** begin RECORDS TO PROCESS **
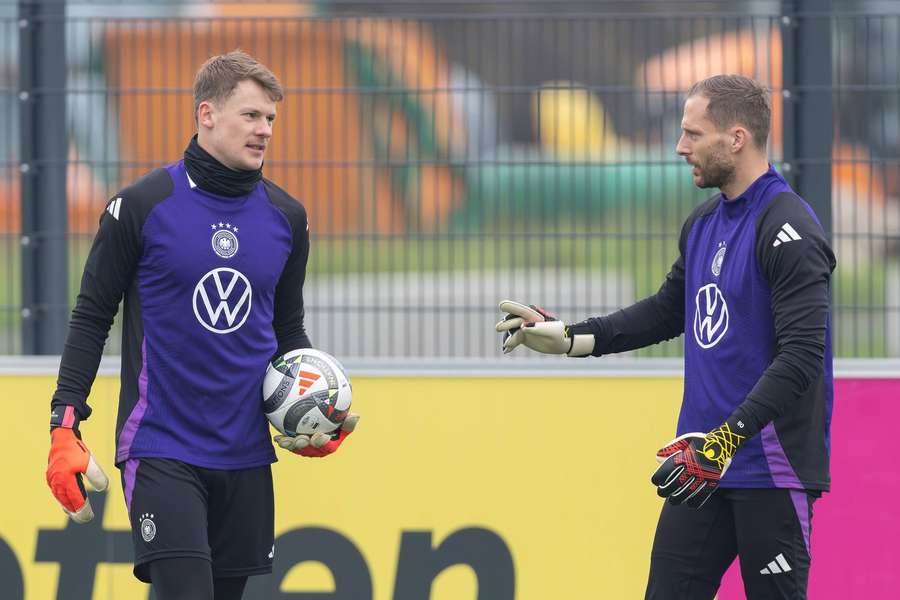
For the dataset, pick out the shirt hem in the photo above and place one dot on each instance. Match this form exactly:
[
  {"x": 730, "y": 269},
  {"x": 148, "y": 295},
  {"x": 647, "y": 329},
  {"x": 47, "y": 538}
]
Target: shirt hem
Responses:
[
  {"x": 823, "y": 486},
  {"x": 202, "y": 462}
]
** end RECORDS TO PROCESS **
§ REQUIREMENT: Please copy the lines above word for word, leaving out the pictures.

§ FINAL RESULT:
For the dataset, pick out the shirt hem in the photo above and place one dot on each instance. Match this form exactly:
[
  {"x": 730, "y": 269},
  {"x": 148, "y": 295},
  {"x": 647, "y": 329},
  {"x": 47, "y": 538}
]
Target: shirt hem
Responses:
[
  {"x": 823, "y": 486},
  {"x": 202, "y": 462}
]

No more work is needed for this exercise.